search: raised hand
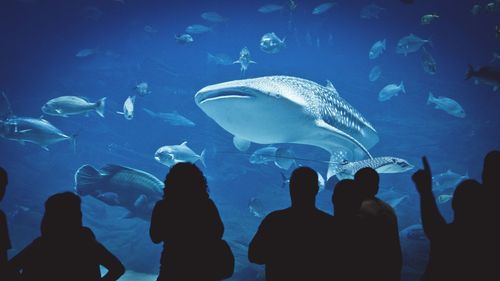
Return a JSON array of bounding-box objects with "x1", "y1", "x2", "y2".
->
[{"x1": 411, "y1": 156, "x2": 432, "y2": 193}]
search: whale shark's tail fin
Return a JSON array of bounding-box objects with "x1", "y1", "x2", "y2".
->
[
  {"x1": 200, "y1": 149, "x2": 207, "y2": 168},
  {"x1": 75, "y1": 165, "x2": 104, "y2": 196},
  {"x1": 465, "y1": 64, "x2": 475, "y2": 80},
  {"x1": 95, "y1": 97, "x2": 106, "y2": 117}
]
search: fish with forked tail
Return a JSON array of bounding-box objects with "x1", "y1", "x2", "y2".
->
[
  {"x1": 465, "y1": 64, "x2": 500, "y2": 91},
  {"x1": 42, "y1": 96, "x2": 106, "y2": 117},
  {"x1": 75, "y1": 164, "x2": 164, "y2": 220}
]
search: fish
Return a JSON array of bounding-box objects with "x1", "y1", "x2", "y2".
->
[
  {"x1": 174, "y1": 33, "x2": 194, "y2": 45},
  {"x1": 484, "y1": 1, "x2": 500, "y2": 13},
  {"x1": 470, "y1": 4, "x2": 481, "y2": 16},
  {"x1": 134, "y1": 82, "x2": 151, "y2": 97},
  {"x1": 0, "y1": 116, "x2": 75, "y2": 151},
  {"x1": 116, "y1": 96, "x2": 135, "y2": 120},
  {"x1": 75, "y1": 48, "x2": 98, "y2": 58},
  {"x1": 74, "y1": 164, "x2": 164, "y2": 221},
  {"x1": 42, "y1": 96, "x2": 106, "y2": 117},
  {"x1": 281, "y1": 172, "x2": 326, "y2": 192},
  {"x1": 427, "y1": 92, "x2": 465, "y2": 118},
  {"x1": 143, "y1": 108, "x2": 196, "y2": 127},
  {"x1": 465, "y1": 64, "x2": 500, "y2": 91},
  {"x1": 194, "y1": 76, "x2": 379, "y2": 179},
  {"x1": 432, "y1": 170, "x2": 469, "y2": 193},
  {"x1": 490, "y1": 53, "x2": 500, "y2": 63},
  {"x1": 377, "y1": 188, "x2": 410, "y2": 209},
  {"x1": 436, "y1": 194, "x2": 453, "y2": 204},
  {"x1": 311, "y1": 2, "x2": 337, "y2": 15},
  {"x1": 420, "y1": 47, "x2": 437, "y2": 75},
  {"x1": 331, "y1": 156, "x2": 413, "y2": 180},
  {"x1": 359, "y1": 4, "x2": 386, "y2": 20},
  {"x1": 368, "y1": 65, "x2": 382, "y2": 82},
  {"x1": 368, "y1": 39, "x2": 386, "y2": 60},
  {"x1": 201, "y1": 12, "x2": 228, "y2": 23},
  {"x1": 257, "y1": 4, "x2": 284, "y2": 14},
  {"x1": 420, "y1": 14, "x2": 439, "y2": 25},
  {"x1": 185, "y1": 24, "x2": 213, "y2": 34},
  {"x1": 249, "y1": 146, "x2": 296, "y2": 170},
  {"x1": 154, "y1": 141, "x2": 206, "y2": 167},
  {"x1": 260, "y1": 32, "x2": 285, "y2": 54},
  {"x1": 399, "y1": 224, "x2": 427, "y2": 241},
  {"x1": 378, "y1": 81, "x2": 406, "y2": 101},
  {"x1": 96, "y1": 192, "x2": 120, "y2": 206},
  {"x1": 0, "y1": 92, "x2": 14, "y2": 120},
  {"x1": 143, "y1": 25, "x2": 158, "y2": 33},
  {"x1": 207, "y1": 53, "x2": 233, "y2": 65},
  {"x1": 233, "y1": 47, "x2": 256, "y2": 74},
  {"x1": 248, "y1": 197, "x2": 265, "y2": 218},
  {"x1": 396, "y1": 33, "x2": 432, "y2": 56}
]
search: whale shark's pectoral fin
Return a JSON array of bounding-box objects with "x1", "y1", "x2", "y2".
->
[
  {"x1": 134, "y1": 194, "x2": 148, "y2": 209},
  {"x1": 316, "y1": 120, "x2": 373, "y2": 180},
  {"x1": 233, "y1": 136, "x2": 252, "y2": 152}
]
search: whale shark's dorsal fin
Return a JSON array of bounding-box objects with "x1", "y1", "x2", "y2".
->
[
  {"x1": 233, "y1": 136, "x2": 252, "y2": 152},
  {"x1": 325, "y1": 80, "x2": 339, "y2": 96}
]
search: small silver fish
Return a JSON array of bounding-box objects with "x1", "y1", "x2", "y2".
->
[
  {"x1": 427, "y1": 92, "x2": 465, "y2": 118},
  {"x1": 174, "y1": 33, "x2": 194, "y2": 45},
  {"x1": 154, "y1": 141, "x2": 205, "y2": 167},
  {"x1": 0, "y1": 117, "x2": 73, "y2": 151},
  {"x1": 116, "y1": 96, "x2": 135, "y2": 120},
  {"x1": 378, "y1": 81, "x2": 406, "y2": 101},
  {"x1": 42, "y1": 96, "x2": 106, "y2": 117},
  {"x1": 311, "y1": 2, "x2": 336, "y2": 15},
  {"x1": 185, "y1": 24, "x2": 212, "y2": 34}
]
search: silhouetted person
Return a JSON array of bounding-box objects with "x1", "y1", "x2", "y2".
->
[
  {"x1": 412, "y1": 157, "x2": 482, "y2": 281},
  {"x1": 8, "y1": 192, "x2": 125, "y2": 281},
  {"x1": 354, "y1": 167, "x2": 403, "y2": 281},
  {"x1": 329, "y1": 179, "x2": 366, "y2": 281},
  {"x1": 482, "y1": 150, "x2": 500, "y2": 279},
  {"x1": 149, "y1": 163, "x2": 224, "y2": 281},
  {"x1": 248, "y1": 167, "x2": 332, "y2": 280},
  {"x1": 0, "y1": 167, "x2": 11, "y2": 276}
]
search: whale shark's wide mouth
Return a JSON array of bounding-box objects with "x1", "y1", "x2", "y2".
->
[{"x1": 194, "y1": 87, "x2": 257, "y2": 105}]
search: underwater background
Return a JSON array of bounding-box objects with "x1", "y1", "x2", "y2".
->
[{"x1": 0, "y1": 0, "x2": 500, "y2": 280}]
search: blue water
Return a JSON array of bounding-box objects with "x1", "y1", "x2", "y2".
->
[{"x1": 0, "y1": 0, "x2": 500, "y2": 280}]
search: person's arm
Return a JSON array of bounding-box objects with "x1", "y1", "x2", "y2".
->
[
  {"x1": 149, "y1": 200, "x2": 165, "y2": 244},
  {"x1": 412, "y1": 156, "x2": 446, "y2": 240},
  {"x1": 248, "y1": 216, "x2": 270, "y2": 264},
  {"x1": 208, "y1": 200, "x2": 224, "y2": 239},
  {"x1": 96, "y1": 241, "x2": 125, "y2": 281},
  {"x1": 0, "y1": 210, "x2": 11, "y2": 270}
]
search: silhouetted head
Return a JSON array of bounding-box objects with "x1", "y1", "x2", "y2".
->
[
  {"x1": 0, "y1": 167, "x2": 9, "y2": 202},
  {"x1": 290, "y1": 167, "x2": 319, "y2": 208},
  {"x1": 41, "y1": 192, "x2": 82, "y2": 237},
  {"x1": 451, "y1": 180, "x2": 482, "y2": 222},
  {"x1": 332, "y1": 179, "x2": 362, "y2": 216},
  {"x1": 482, "y1": 150, "x2": 500, "y2": 192},
  {"x1": 165, "y1": 162, "x2": 208, "y2": 198},
  {"x1": 354, "y1": 167, "x2": 379, "y2": 198}
]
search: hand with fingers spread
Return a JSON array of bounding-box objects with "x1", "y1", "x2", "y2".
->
[{"x1": 411, "y1": 156, "x2": 432, "y2": 194}]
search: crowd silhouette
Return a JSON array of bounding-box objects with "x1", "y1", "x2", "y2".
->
[{"x1": 0, "y1": 151, "x2": 500, "y2": 281}]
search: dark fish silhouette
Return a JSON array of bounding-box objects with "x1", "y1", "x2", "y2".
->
[{"x1": 465, "y1": 64, "x2": 500, "y2": 91}]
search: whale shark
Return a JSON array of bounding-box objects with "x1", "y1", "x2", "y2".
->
[{"x1": 194, "y1": 76, "x2": 379, "y2": 178}]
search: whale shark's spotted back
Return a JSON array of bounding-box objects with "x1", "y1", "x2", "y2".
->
[{"x1": 260, "y1": 76, "x2": 378, "y2": 149}]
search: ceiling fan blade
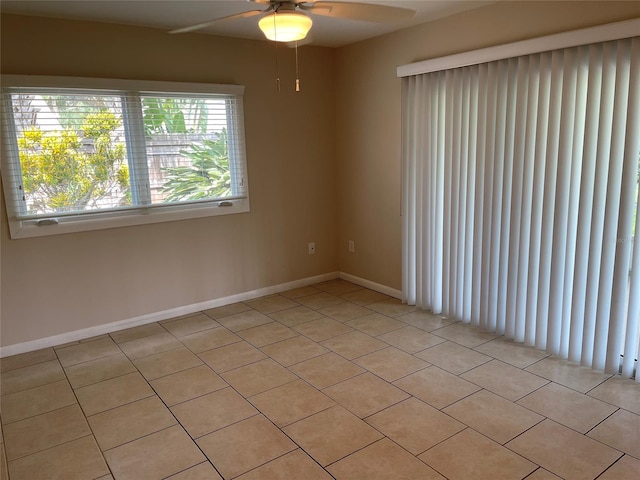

============================================================

■ SET PROBLEM
Reproduce the listing word for word from the line containing "search: silhouetted head" up to and including its final line, leaving out the pictures.

■ RESPONSE TO THE TASK
search: silhouetted head
Return a JSON array of bounding-box objects with "x1", "y1", "x2", "y2".
->
[
  {"x1": 0, "y1": 167, "x2": 9, "y2": 202},
  {"x1": 290, "y1": 167, "x2": 319, "y2": 208},
  {"x1": 41, "y1": 192, "x2": 82, "y2": 237},
  {"x1": 451, "y1": 180, "x2": 482, "y2": 222},
  {"x1": 332, "y1": 179, "x2": 362, "y2": 216},
  {"x1": 482, "y1": 150, "x2": 500, "y2": 192},
  {"x1": 165, "y1": 162, "x2": 208, "y2": 198},
  {"x1": 354, "y1": 167, "x2": 379, "y2": 198}
]
search: hand with fingers spread
Return a JSON array of bounding-box objects with "x1", "y1", "x2", "y2".
->
[{"x1": 411, "y1": 156, "x2": 432, "y2": 194}]
search: crowd silhouette
Return a JSON array of bounding-box objects with "x1", "y1", "x2", "y2".
->
[{"x1": 0, "y1": 151, "x2": 500, "y2": 281}]
search: dark fish silhouette
Return a JSON array of bounding-box objects with "x1", "y1", "x2", "y2".
->
[{"x1": 465, "y1": 64, "x2": 500, "y2": 91}]
search: whale shark
Return a JSON array of bounding-box objects with "x1", "y1", "x2", "y2".
->
[{"x1": 194, "y1": 76, "x2": 379, "y2": 178}]
search: whale shark's spotted back
Return a JSON array of bounding-box objects with "x1", "y1", "x2", "y2".
->
[{"x1": 260, "y1": 76, "x2": 378, "y2": 149}]
search: ceiling fan blade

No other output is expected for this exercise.